Records shown —

■ ■ ■ ■

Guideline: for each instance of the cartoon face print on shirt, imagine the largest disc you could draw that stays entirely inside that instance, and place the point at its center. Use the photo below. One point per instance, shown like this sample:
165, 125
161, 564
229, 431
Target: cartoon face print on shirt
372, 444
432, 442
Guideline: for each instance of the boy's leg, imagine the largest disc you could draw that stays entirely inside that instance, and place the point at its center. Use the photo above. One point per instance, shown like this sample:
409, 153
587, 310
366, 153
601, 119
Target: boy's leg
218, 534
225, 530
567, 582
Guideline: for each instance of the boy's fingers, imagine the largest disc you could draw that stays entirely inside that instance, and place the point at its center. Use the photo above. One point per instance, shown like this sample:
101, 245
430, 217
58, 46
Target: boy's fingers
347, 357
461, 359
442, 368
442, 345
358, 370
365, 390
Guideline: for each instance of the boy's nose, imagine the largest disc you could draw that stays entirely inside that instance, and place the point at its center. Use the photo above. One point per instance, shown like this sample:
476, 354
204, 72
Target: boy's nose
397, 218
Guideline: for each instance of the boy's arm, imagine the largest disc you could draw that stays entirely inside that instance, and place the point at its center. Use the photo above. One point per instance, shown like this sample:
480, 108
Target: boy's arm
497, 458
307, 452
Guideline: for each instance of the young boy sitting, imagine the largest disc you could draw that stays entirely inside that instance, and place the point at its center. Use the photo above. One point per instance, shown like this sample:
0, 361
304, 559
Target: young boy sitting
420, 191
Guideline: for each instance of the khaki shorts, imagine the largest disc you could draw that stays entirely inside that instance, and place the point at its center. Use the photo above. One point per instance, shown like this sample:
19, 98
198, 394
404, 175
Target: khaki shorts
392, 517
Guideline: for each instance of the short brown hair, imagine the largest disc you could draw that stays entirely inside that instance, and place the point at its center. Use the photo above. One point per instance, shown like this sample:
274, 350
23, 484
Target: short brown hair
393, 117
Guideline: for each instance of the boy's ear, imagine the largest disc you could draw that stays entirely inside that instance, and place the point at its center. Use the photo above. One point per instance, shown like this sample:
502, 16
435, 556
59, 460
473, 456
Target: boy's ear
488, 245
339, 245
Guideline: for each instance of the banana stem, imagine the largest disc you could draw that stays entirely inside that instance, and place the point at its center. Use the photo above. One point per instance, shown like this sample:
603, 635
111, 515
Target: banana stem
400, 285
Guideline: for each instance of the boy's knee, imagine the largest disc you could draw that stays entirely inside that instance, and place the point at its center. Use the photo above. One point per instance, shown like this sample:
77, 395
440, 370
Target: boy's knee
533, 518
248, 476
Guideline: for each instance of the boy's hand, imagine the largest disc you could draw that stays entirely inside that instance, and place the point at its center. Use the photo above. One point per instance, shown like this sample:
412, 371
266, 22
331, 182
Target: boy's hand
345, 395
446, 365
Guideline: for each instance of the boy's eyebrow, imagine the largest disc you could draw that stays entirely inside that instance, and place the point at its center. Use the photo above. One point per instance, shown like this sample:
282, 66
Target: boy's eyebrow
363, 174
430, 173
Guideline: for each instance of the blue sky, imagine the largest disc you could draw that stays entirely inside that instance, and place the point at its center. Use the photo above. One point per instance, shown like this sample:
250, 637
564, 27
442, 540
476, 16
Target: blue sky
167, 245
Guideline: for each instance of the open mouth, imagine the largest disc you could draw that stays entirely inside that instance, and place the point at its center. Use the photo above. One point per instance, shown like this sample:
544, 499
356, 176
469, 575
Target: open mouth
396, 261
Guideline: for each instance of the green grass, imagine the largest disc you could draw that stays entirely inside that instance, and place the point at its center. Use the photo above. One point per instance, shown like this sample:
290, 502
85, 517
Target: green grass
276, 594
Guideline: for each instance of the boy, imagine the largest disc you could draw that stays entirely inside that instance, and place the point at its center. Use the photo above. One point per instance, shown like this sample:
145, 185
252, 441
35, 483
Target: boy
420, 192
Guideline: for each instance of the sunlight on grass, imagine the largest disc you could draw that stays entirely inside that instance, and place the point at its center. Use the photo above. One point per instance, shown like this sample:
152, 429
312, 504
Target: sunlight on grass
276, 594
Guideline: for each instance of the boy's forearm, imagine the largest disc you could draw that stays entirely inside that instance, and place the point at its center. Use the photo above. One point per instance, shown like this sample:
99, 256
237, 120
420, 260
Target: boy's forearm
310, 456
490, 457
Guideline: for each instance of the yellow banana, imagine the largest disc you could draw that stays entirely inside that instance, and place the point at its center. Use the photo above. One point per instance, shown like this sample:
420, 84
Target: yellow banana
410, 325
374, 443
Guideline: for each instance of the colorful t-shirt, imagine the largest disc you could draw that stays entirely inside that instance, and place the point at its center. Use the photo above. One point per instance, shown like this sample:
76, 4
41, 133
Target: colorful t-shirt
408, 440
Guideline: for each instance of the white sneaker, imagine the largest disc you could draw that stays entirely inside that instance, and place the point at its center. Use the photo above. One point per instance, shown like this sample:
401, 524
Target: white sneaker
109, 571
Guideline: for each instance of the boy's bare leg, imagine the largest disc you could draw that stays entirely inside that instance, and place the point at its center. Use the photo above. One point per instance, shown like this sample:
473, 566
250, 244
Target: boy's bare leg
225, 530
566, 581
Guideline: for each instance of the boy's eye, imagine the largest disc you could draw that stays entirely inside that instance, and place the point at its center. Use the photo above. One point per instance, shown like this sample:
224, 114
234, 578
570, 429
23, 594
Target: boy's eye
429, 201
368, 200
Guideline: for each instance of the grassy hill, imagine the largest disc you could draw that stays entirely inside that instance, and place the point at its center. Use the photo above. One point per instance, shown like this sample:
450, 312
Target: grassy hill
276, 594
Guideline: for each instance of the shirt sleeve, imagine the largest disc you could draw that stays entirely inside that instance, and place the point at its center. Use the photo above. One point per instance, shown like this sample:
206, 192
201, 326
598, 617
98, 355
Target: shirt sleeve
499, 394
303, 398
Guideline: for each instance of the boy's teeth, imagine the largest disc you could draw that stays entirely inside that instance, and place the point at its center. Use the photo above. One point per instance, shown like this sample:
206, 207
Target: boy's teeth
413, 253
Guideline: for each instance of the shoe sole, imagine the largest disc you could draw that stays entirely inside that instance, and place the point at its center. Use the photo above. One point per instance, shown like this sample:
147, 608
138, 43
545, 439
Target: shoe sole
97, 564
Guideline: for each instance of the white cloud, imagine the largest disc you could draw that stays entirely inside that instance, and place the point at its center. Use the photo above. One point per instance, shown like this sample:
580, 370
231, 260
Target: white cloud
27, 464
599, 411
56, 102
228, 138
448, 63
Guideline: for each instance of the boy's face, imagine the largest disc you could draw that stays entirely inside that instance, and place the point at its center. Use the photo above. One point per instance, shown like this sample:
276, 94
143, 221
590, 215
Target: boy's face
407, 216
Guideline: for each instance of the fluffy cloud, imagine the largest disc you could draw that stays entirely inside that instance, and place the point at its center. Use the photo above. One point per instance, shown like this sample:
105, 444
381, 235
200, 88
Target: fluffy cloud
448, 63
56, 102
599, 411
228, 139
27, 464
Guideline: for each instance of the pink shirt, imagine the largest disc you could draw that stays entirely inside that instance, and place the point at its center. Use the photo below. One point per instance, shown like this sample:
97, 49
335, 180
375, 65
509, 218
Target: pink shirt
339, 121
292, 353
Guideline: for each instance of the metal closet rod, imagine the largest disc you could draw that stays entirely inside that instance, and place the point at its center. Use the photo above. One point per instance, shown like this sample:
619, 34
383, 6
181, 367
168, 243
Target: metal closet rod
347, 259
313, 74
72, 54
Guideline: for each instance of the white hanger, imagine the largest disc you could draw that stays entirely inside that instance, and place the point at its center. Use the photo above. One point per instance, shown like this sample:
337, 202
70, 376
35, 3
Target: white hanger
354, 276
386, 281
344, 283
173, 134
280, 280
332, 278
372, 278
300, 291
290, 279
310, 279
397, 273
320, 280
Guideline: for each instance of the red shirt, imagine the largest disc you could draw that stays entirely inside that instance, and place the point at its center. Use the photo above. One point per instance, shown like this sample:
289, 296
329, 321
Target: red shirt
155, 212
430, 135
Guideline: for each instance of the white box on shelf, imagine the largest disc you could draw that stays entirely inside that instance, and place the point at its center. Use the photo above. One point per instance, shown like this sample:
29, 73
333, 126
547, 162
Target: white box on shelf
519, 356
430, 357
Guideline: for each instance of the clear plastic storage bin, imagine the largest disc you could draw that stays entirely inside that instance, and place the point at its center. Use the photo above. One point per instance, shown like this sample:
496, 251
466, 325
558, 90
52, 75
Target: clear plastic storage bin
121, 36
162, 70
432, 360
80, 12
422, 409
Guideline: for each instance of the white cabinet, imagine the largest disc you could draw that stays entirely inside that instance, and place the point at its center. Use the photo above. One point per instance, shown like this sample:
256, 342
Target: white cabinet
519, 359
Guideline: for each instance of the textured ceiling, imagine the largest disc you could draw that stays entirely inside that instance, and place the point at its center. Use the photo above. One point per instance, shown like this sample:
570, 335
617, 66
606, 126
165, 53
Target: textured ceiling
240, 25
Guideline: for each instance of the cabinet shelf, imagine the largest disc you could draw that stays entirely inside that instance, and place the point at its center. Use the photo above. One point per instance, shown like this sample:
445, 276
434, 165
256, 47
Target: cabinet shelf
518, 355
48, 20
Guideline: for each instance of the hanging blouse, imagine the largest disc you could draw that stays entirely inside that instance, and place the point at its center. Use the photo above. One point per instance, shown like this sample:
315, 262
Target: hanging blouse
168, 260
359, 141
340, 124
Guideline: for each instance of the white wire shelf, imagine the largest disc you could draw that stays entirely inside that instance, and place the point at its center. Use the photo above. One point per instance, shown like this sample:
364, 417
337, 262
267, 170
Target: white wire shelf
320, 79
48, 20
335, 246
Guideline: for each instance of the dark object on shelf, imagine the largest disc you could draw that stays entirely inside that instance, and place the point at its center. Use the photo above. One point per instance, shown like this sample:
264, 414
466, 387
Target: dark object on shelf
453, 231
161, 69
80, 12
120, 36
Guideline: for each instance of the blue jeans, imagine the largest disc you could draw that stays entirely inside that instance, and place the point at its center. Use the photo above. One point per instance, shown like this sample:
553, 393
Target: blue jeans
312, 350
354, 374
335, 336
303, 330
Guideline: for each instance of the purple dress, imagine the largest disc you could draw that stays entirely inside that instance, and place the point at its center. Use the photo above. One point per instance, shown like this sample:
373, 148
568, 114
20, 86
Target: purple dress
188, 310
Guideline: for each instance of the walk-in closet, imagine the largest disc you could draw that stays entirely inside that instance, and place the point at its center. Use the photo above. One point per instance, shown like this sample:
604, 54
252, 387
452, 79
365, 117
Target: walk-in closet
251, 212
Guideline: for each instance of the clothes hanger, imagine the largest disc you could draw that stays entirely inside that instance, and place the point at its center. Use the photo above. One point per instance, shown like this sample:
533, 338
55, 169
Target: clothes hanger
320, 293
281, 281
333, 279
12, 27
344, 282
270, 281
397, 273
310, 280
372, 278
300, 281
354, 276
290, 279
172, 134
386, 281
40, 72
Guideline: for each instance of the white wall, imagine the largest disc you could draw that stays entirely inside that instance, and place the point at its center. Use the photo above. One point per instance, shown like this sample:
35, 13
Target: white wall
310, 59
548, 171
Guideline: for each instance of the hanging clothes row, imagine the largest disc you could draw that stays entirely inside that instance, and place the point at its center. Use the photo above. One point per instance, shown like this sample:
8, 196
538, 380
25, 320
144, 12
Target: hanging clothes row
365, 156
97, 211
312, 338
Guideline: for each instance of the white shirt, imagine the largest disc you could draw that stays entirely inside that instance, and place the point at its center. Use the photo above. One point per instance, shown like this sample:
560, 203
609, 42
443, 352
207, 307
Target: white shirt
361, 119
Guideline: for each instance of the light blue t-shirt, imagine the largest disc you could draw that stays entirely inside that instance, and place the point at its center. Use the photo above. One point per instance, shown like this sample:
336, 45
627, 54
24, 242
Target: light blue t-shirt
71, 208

■ ■ ■ ■

Task goal — Go through the data above and return each line containing the string "below".

Response area —
Guideline: for each instance of the cartoon face print on shirt, imagine the largest disc you could draw that stays entirely inside that instance, and place the point at its center. Use the photo below. One point per instance, shown like this sample:
Guideline: for each instance of the pink shirt, imagine the largest disc you could draw that stays entirely inside that instance, and place the point at its center. Use the photo below. One point per instance, shown like this sample:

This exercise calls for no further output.